◆ **Task goal**: Convert every line of the records below into a numbered list, omitting any blank lines.

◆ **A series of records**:
[START]

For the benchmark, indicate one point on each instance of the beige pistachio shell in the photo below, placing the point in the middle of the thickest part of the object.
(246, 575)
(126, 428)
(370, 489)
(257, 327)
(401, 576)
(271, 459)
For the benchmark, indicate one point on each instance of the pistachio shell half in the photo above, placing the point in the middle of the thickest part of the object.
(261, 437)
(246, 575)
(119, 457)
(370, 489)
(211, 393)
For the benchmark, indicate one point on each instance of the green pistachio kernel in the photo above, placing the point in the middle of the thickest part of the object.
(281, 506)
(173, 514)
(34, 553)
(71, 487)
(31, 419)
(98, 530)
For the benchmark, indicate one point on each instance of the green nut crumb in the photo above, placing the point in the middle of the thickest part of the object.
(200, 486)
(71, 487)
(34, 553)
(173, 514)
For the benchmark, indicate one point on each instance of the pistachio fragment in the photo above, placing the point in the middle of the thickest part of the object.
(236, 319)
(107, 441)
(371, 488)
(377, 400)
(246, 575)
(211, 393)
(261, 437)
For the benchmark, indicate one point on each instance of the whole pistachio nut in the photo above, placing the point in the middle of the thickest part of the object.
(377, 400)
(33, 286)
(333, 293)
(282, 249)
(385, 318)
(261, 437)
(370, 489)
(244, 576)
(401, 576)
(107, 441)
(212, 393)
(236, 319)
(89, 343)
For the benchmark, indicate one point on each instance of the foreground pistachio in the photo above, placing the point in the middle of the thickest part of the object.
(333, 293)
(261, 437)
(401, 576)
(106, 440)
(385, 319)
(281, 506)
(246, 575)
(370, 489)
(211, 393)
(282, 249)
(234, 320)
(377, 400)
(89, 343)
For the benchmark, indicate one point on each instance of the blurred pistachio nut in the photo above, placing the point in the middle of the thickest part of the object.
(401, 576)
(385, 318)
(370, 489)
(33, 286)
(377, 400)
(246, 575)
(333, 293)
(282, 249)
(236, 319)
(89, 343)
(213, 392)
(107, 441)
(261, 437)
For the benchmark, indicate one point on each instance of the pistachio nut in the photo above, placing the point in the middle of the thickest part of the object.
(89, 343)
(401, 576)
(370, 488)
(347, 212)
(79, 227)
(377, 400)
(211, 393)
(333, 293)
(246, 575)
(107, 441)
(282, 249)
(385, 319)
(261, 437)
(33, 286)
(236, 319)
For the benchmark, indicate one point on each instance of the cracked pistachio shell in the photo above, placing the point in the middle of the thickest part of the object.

[END]

◆ **Written response**:
1. For the benchmark, indicate one point on each instance of the beige pistachio shell in the photo below, placing the point in the middle of the thickest part of the object.
2. (246, 575)
3. (126, 428)
4. (370, 489)
5. (257, 327)
6. (401, 576)
7. (271, 459)
8. For the benchmark, indicate one point on each instance of the pistachio shell half in the photo above, placing the point in the middle of the thickest part of the object.
9. (261, 437)
10. (246, 575)
11. (119, 457)
12. (370, 489)
13. (211, 393)
14. For the benchmark, indicate one point on each instance of the green pistachio kernel in the photo above, placing the point in the middle of the thickest part of the object.
15. (281, 506)
16. (173, 514)
17. (34, 553)
18. (71, 487)
19. (31, 419)
20. (98, 530)
21. For the benchmark, indicate one point on each instance of the green nut crumb in the photo above, placing the point in the middle of the thickest part of the object.
22. (200, 486)
23. (71, 487)
24. (34, 553)
25. (173, 514)
26. For the benchmark, indicate one point on each instance of the pistachio fragment in the photo above, placing the point in the middle of the thickest part of the object.
27. (236, 319)
28. (107, 441)
29. (371, 488)
30. (377, 400)
31. (246, 575)
32. (211, 393)
33. (261, 437)
34. For the benchmark, indicate one point on each instance of the whole pistachio nut in the photo above, placing the point in the middle of the thickest part of the object.
35. (377, 400)
36. (33, 286)
37. (333, 293)
38. (282, 249)
39. (385, 318)
40. (261, 437)
41. (370, 489)
42. (244, 576)
43. (401, 576)
44. (107, 441)
45. (212, 393)
46. (236, 319)
47. (89, 343)
48. For the benchmark, indicate one point on each instance of the foreground pistachio in the photo above, placing the point in the middle of the thickest part of the object.
49. (333, 293)
50. (261, 437)
51. (401, 576)
52. (106, 440)
53. (385, 319)
54. (281, 506)
55. (246, 575)
56. (370, 489)
57. (211, 393)
58. (282, 249)
59. (234, 320)
60. (377, 400)
61. (89, 343)
62. For the benchmark, indicate one point on each instance of the blurred pistachio nut in the photo above, placing the point in the middle of the thickest part of the object.
63. (401, 576)
64. (385, 318)
65. (370, 489)
66. (33, 286)
67. (377, 400)
68. (246, 575)
69. (333, 293)
70. (282, 249)
71. (236, 319)
72. (89, 343)
73. (213, 392)
74. (107, 441)
75. (261, 437)
76. For the benchmark, indicate one point on each instance of the pistachio nut in the photo above, placing the point in the middle of the thickest part of the object.
77. (89, 343)
78. (401, 576)
79. (370, 488)
80. (347, 212)
81. (79, 227)
82. (377, 400)
83. (211, 393)
84. (333, 293)
85. (246, 575)
86. (107, 441)
87. (282, 249)
88. (385, 319)
89. (261, 437)
90. (33, 286)
91. (236, 319)
92. For the benchmark, indicate one point on each instance of the cracked pistachio shell in the photo above, placing the point in the middle of the thickest part of the object.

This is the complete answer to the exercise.